— WHAT TO WORK ON —
Type out every line below exactly as it reads.

— Data entries —
══════════

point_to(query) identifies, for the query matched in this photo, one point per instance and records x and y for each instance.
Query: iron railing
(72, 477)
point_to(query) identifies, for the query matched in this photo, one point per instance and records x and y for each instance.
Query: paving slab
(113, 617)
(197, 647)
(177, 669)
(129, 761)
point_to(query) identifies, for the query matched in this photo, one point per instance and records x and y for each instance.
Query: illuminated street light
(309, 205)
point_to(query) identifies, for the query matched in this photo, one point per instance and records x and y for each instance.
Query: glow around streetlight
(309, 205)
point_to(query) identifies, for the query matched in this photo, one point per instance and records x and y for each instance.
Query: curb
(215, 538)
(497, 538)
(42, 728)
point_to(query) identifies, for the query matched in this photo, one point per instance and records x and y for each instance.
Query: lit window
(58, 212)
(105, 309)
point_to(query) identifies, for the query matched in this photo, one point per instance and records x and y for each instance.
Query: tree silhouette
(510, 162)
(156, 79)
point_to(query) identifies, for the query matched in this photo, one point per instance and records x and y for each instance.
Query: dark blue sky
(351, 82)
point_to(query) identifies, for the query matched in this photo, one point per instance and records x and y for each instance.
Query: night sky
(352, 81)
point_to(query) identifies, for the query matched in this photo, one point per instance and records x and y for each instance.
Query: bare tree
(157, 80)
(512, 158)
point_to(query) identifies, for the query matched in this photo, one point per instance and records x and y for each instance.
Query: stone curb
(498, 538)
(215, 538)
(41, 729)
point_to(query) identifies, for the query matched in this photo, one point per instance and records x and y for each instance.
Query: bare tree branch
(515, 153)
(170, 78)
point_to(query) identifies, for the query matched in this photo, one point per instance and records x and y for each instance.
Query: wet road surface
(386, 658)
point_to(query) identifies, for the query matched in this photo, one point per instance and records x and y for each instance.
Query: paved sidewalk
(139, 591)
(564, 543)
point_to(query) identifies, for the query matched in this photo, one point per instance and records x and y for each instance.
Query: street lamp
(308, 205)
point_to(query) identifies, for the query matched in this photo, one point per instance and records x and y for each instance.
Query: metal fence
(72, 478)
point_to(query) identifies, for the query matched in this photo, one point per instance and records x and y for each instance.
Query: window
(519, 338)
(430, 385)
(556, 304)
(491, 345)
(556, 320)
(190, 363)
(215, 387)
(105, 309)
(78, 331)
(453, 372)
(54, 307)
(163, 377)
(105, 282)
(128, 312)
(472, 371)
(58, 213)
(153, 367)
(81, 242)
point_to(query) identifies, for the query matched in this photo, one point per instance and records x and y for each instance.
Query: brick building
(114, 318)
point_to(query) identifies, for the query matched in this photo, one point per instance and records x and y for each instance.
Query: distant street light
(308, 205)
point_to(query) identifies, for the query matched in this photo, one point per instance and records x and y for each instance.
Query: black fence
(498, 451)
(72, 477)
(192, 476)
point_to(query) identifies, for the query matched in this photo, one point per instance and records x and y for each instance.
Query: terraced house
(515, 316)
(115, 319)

══════════

— IN RESPONSE —
point_to(query) identifies, for the query matched in this photo, one point per instance and records x and y for each instance.
Query: iron railing
(72, 477)
point_to(query) identifies, for the query matched in this photo, one point per instance and records x and y for each instance.
Query: paving slab
(113, 617)
(197, 647)
(177, 669)
(129, 761)
point_to(query) identifies, for the query matched in this photo, one point per instance and records x and y for each instance.
Query: illuminated street light
(309, 205)
point_to(query) identifies, for the query matched in this photo, one point per instance and records x and y for each instance.
Query: glow around streetlight
(309, 205)
point_to(query) identifies, for the query matched in this photo, one point per instance and records x and y for each instance.
Query: curb
(215, 538)
(497, 538)
(42, 728)
point_to(query) identifies, for the query matched in this photo, one point per instance and records x and y for each instance.
Query: lit window
(58, 212)
(105, 309)
point_to(query) identifies, for the query matched in this photo, one point per instance and records x and y for each instance.
Query: tree silhouette
(510, 162)
(156, 79)
point_to(query) identifies, for the query matched in this photo, one point per instance and records x and y for each instance.
Query: dark blue sky
(351, 82)
point_to(query) identifies, for the query matched in this photo, one point per instance and records x and y for each instance.
Query: night sky
(352, 81)
point_to(query) identifies, for the query matched in this photo, one point per instance and records x and y for each instance.
Query: bare tree
(157, 80)
(512, 158)
point_to(query) identifies, for the query matched in this photo, one point per instance and records x and y for each instance.
Query: stone curb
(498, 538)
(215, 538)
(41, 729)
point_to(query) identifies, for the query matched in this photo, one point per instance and records x and y for each instance.
Query: bare tree branch
(515, 153)
(170, 78)
point_to(query) identifies, for the query matched in this photo, one point per instance and records x and y for each instance.
Query: wet road surface
(386, 658)
point_to(query) identifies, for the query matched in this photo, one point per instance and records x and y for each instance.
Query: paved sidewalk
(139, 591)
(564, 543)
point_to(query) identifies, for the query matched in this photo, one point per instance and records x and y for each instance.
Query: street lamp
(308, 205)
point_to(query) identifies, for the query matched in this photo, one point per instance and records x and y for each instance.
Query: metal fence
(72, 478)
point_to(query) identifies, for the query matched in this photo, one point per instance and records x and y for each instance.
Query: window
(519, 338)
(430, 385)
(556, 304)
(491, 345)
(556, 320)
(190, 363)
(215, 387)
(105, 309)
(78, 331)
(453, 372)
(54, 307)
(163, 377)
(105, 282)
(128, 312)
(472, 371)
(58, 213)
(153, 367)
(81, 242)
point_to(query) identifies, for the query matched in this photo, one point per instance and records x and y for each instance.
Query: brick building
(114, 318)
point_to(query) identifies, for the query matched in this photo, one point per instance and records x and y for each instance.
Query: distant street light
(308, 205)
point_to(query) identifies, for the query matched in this photo, one point per instance and records x and y for each instance.
Query: black fence
(498, 451)
(72, 477)
(192, 476)
point_to(query) identifies, for the query matched in this photo, one point per instance and records x and y for each instance.
Query: terraced house
(515, 316)
(115, 319)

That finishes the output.